Sunday, March 22, 2009

Recipe: Matcha Hottie Latte

Between Starbucks' green tea lattes and Jamba Juice's matcha smoothies, I developed a full-blown matcha addiction about two years ago. For once, it's a culinary Siren song that I don't have to resist. Matcha has a long list of health benefits, including the ability to detoxify blood, instill a relaxed state of alertness, boost metabolic rates, and flood your system with twice as many antioxidants as red wine. So I bought a little tin of it from Stash Tea a while back, looking forward to all the matcha magic that I would make in my kitchen. My ardent enthusiasm was met with defeat. Following a couple of recipes for lattes I found online, I achieved vaguely green soy milk with a ton of bitter powder clinging to the bottom of the mug...and a big honkin' hive on my upper lip. Lesson One: in high doses, I'm allergic.

This weekend I dug a little deeper and found an enlightening web site that describes all the different methods people use at home to coax the beloved froth out of their matcha powder, with most recipes calling for a 1/2 teaspoon of the green stuff. After researching Japanese whisks and Bodum's cute (although somewhat sex-toy-like) electric frothers online, I decided what the hell? Let's just try a martini shaker first. SUCCESS! Beautiful froth, deep green suspension of the tea in the milk, and no hives anywhere on my person. It totally works. Here's how:

1. Using a Cobbler martini shaker, pour in 6 oz. of cold soy milk
2. Add 1/2 teaspoon of high grade matcha powder
3. Toss in a bit of sweetener if you like - I use stevia leaf powder, another super-concentrated antioxidant source
4. Cap and shake it, shake shake shake it, shake like a Polaroid picture...for about 30 seconds
5. Pour this green loveliness into a deep cup or mug, making sure to tip out all of the froth from the bottom of the shaker
6. Nuke it in the microwave for one minute. The green froth will expand as it heats - once again reminding you that physics can be our friend.

When is physics not our friend? When we put hot soy milk into a metal martini shaker, that's when. Unless you miss the nice folks at the ER and/or cleaning explosive gunk off your kitchen ceiling, don't try this experiment at home.

▸ **Activity**: Please reproduce the matcha latte post word for word from "1. Using a Cobbler" to "experiment at home.", including both ends.

[Stored items]
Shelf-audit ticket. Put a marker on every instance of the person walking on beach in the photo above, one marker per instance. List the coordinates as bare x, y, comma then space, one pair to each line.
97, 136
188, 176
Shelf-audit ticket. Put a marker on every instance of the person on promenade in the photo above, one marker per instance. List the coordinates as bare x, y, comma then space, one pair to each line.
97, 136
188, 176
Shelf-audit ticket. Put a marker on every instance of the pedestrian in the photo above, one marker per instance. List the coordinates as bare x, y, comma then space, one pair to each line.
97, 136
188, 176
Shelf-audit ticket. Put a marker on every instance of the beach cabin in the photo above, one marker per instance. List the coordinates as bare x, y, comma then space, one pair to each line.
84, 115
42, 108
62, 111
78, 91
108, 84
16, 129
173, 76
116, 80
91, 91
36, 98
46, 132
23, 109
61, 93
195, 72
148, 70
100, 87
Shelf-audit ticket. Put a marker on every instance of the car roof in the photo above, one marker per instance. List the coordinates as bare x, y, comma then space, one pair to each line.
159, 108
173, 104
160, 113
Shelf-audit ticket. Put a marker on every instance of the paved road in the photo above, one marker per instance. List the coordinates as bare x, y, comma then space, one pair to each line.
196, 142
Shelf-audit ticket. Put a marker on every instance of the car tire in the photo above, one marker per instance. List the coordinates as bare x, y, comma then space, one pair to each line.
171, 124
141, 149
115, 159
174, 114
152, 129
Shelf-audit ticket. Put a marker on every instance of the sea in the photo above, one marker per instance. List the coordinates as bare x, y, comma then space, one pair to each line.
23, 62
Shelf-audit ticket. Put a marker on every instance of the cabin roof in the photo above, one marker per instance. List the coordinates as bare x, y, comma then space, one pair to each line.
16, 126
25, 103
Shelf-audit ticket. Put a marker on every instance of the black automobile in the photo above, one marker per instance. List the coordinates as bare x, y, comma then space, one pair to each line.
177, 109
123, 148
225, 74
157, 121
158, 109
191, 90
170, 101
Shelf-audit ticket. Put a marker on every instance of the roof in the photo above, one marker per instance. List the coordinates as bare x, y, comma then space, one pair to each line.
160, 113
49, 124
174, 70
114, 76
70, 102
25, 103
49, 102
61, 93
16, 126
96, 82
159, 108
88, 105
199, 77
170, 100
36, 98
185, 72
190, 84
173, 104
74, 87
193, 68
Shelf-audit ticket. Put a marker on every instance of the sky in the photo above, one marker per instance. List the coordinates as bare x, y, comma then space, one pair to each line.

▸ **Your solution**:
1. Using a Cobbler martini shaker, pour in 6 oz. of cold soy milk
2. Add 1/2 teaspoon of high grade matcha powder
3. Toss in a bit of sweetener if you like - I use stevia leaf powder, another super-concentrated antioxidant source
4. Cap and shake it, shake shake shake it, shake like a Polaroid picture...for about 30 seconds
5. Pour this green loveliness into a deep cup or mug, making sure to tip out all of the froth from the bottom of the shaker
6. Nuke it in the microwave for one minute. The green froth will expand as it heats - once again reminding you that physics can be our friend.

When is physics not our friend? When we put hot soy milk into a metal martini shaker, that's when. Unless you miss the nice folks at the ER and/or cleaning explosive gunk off your kitchen ceiling, don't try this experiment at home.